> [EXCERPT PROVIDED]
........

Other than grumbling by smokers cranky about the venue's no-readmittance policy and concerns expressed over a shortage of parking, the first week passed with only a few glitches.

During the Dolly show, an older and largely female crowd caused such huge backups outside bathrooms that staff converted men's restrooms into ladies' rooms on the fly.

Then a downpour occurred during the concert and combined with a thin layer of construction dust to make an exterior corridor thousands of fans used to get inside the arena too slippery to navigate. As the iconic singer performed her encore, an evacuation plan was drawn up requiring spectators to use a different exit route.

Arrangements were made to sandblast the floors in the corridor and remove the sealant that had caused them to be unexpectedly perilous. Trash receptacles were repositioned inside the building to match guests' traffic patterns.

"You design a place thinking you have the right plans, but it isn't until people walk in the doors that you really know what you are working with," Darrington says.

The puck drop for the Oil Kings' home opener was scheduled for 7 p.m. A few minutes before the teams were to begin warm-ups, a crane used to install a camera in the bottom of the arena's massive scoreboard became stuck on the ice. When the lift's hydraulic system failed, its wheels refused to retract, making it too wide to get back through doors it had rumbled out onto the surface through a few minutes earlier.

As two drivers patiently waited on their Zambonis, Darrington's staff worked to resolve the snafu. Minutes turned into a half-hour, and as the delay wore on, players on both teams shed their uniforms and climbed aboard exercise bikes.

To keep the audience from getting restless, the third period of the World Cup of Hockey semifinal between Canada and Russia was telecast on the massive scoreboard at centre ice. Fans groaned as a pass missed the tip of the charging Brad Marchand's stick, but then the building exploded shortly thereafter when Marchand gave the Canadians a 3-2 lead.

........

> [PROVIDED DATA]
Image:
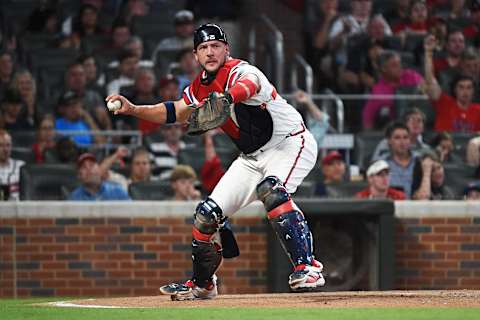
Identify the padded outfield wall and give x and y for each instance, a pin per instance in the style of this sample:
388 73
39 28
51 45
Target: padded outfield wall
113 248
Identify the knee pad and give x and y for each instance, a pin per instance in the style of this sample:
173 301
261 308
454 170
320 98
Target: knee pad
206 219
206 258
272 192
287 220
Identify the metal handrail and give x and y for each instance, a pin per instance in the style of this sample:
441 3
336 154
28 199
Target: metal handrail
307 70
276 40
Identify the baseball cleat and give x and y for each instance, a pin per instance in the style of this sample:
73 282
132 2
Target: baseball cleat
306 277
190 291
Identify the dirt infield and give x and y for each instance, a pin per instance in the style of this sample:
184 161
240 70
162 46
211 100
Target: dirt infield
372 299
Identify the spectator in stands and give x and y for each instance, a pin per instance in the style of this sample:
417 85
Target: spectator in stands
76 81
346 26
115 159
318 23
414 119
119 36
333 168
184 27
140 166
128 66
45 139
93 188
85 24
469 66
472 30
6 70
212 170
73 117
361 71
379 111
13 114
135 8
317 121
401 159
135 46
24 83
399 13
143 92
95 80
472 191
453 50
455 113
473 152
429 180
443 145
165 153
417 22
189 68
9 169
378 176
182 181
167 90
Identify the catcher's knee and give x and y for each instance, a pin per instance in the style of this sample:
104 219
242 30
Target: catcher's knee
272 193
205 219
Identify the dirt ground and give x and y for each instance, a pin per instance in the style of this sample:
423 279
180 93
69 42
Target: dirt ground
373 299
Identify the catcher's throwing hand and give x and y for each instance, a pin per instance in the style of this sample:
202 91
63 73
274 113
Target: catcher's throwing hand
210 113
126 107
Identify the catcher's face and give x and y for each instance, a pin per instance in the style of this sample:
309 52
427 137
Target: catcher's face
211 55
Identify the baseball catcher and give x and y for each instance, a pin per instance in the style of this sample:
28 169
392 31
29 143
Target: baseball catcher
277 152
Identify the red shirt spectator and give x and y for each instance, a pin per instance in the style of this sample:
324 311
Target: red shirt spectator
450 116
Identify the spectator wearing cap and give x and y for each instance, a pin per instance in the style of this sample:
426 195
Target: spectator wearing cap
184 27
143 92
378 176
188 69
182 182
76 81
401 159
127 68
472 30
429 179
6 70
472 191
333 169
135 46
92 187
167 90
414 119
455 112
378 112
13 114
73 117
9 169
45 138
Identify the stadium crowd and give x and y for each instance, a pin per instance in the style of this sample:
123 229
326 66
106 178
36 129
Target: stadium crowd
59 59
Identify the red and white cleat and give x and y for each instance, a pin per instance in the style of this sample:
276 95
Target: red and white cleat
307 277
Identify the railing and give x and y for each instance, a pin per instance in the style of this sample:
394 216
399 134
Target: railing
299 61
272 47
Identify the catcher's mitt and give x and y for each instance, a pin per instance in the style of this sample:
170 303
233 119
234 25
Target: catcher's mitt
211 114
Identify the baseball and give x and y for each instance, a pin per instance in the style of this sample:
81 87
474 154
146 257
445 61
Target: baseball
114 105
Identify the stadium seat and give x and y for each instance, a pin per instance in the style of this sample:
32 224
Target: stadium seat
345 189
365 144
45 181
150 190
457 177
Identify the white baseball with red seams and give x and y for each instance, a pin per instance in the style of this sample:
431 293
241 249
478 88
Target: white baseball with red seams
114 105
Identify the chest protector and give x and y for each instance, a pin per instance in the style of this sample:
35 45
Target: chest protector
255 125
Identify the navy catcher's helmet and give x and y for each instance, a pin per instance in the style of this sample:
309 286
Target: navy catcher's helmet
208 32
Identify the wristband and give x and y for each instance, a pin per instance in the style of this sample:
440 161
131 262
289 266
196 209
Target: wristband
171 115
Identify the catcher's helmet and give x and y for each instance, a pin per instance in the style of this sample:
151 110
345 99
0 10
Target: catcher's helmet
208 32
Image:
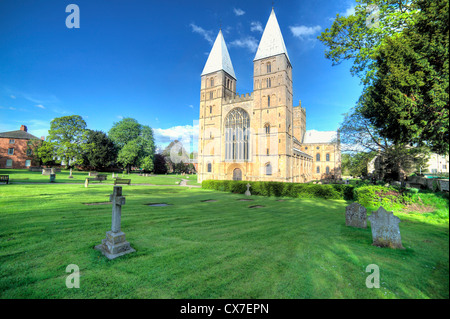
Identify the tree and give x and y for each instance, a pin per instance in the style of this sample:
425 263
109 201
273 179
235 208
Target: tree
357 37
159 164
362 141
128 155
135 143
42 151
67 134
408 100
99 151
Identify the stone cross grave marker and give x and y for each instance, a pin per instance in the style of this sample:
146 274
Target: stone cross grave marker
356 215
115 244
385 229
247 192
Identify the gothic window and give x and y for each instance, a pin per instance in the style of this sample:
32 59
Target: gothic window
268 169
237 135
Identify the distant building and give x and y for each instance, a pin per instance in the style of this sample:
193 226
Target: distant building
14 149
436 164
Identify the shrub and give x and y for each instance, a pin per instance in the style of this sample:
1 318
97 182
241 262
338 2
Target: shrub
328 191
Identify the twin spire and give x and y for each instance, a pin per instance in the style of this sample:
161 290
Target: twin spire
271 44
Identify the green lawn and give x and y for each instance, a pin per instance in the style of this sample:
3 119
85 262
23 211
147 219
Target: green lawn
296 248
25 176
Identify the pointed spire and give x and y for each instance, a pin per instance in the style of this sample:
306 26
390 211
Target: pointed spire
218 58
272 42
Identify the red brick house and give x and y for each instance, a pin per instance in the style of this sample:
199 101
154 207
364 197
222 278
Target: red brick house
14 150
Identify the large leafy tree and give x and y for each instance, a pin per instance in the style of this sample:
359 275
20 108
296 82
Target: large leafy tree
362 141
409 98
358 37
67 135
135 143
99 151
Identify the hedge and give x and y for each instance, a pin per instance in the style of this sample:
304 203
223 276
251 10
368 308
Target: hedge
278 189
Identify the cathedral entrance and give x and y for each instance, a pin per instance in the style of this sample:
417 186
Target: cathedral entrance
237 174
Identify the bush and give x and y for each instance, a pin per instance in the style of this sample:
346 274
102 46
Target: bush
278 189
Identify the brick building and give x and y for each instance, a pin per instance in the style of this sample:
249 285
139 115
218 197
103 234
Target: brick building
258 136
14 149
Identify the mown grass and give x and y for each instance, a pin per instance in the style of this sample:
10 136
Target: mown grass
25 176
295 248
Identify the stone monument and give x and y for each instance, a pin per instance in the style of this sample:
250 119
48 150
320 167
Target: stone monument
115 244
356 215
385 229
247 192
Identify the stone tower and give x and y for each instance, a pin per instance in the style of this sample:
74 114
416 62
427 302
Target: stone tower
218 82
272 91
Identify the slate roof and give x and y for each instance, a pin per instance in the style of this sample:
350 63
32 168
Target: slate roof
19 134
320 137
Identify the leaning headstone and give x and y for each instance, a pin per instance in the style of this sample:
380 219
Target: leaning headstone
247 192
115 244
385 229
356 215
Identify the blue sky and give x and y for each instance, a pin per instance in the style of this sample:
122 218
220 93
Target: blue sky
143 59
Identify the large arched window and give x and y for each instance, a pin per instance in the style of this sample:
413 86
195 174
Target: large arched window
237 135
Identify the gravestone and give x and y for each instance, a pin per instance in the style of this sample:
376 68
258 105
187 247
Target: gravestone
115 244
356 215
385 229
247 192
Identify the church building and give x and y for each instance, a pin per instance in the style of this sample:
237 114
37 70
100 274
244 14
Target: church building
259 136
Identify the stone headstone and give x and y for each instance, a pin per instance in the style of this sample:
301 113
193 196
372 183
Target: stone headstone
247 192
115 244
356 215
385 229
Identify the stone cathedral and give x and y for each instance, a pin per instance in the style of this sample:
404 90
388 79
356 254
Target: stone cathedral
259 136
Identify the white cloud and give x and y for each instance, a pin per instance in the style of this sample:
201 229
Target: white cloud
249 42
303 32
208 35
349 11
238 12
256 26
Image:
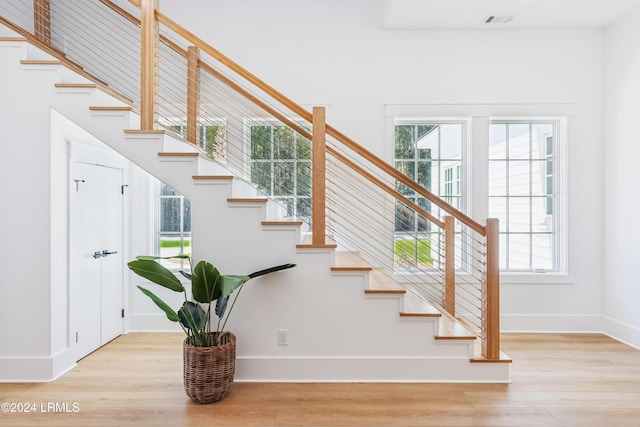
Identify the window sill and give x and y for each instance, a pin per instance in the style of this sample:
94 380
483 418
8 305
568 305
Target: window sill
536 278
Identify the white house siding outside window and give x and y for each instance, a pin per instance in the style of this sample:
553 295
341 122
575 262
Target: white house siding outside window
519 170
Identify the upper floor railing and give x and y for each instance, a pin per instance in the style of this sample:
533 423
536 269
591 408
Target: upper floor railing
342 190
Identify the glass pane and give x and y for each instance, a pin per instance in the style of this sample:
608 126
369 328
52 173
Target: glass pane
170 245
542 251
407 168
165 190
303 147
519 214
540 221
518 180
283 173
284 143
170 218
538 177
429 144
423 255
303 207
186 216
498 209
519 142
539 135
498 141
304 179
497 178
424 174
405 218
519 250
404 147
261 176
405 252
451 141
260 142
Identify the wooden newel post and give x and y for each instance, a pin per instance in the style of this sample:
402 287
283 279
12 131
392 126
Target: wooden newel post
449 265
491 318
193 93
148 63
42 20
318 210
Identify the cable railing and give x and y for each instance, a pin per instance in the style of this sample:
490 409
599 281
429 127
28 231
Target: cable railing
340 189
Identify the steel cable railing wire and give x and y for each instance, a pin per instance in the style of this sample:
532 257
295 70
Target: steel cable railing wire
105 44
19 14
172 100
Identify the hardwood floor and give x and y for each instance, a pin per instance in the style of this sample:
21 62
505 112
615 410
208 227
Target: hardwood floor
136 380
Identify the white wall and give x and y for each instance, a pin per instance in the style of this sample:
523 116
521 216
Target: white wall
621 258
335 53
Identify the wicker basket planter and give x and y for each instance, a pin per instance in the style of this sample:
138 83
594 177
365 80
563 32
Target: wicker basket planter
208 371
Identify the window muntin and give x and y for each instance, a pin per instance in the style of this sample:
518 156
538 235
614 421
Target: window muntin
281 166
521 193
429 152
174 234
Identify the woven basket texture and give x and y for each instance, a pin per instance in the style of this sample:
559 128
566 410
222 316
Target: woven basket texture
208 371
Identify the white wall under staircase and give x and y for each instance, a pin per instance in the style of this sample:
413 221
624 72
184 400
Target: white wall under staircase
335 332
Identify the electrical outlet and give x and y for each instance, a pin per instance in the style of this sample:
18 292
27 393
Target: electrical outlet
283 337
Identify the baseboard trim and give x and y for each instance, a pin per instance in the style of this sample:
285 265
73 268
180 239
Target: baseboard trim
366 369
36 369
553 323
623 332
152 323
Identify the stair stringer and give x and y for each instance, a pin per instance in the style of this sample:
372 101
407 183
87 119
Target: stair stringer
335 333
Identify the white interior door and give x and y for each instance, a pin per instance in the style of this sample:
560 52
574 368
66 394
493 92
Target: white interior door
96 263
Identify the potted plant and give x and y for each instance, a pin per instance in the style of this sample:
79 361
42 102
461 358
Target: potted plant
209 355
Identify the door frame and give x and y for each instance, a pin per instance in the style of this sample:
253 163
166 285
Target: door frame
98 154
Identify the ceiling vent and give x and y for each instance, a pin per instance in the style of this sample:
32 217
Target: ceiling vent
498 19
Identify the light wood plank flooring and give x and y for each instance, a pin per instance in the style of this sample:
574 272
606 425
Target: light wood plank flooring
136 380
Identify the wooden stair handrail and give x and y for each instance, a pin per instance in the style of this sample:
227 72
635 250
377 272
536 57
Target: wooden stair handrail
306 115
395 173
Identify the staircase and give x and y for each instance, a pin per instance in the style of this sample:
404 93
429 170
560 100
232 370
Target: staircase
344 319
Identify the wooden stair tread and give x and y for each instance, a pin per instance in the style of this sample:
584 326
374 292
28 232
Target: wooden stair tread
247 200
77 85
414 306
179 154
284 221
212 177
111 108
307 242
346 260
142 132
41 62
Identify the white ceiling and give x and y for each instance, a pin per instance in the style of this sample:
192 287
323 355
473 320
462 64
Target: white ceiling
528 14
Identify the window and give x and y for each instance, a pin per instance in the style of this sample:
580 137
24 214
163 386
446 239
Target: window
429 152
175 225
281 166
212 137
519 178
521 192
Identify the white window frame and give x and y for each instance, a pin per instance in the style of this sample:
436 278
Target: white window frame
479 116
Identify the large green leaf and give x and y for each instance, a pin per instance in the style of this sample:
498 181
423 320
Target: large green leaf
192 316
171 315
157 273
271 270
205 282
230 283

........

> [PROBLEM 1]
Using the arena excerpt, decide whether each statement agrees with it. Answer yes or no for each, and quote the deciding words.
(a) During the Dolly show, staff turned women's restrooms into men's rooms.
(b) The crane could not leave the ice because its wheels would not retract after its hydraulic system failed.
(c) The Oil Kings' home opener was scheduled to start at 8 p.m.
> [PROBLEM 2]
According to the arena excerpt, why were the corridor floors sandblasted? Answer in one to three sentences.
The data play no part in this work.

> [FINAL ANSWER 1]
(a) No: "staff converted men's restrooms into ladies' rooms on the fly."
(b) Yes: "When the lift's hydraulic system failed, its wheels refused to retract, making it too wide to get back through doors"
(c) No: "The puck drop for the Oil Kings' home opener was scheduled for 7 p.m."

> [FINAL ANSWER 2]
The floors were sandblasted to remove the sealant that had made them unexpectedly perilous. During the concert, a downpour combined with a thin layer of construction dust and made the exterior corridor too slippery to navigate.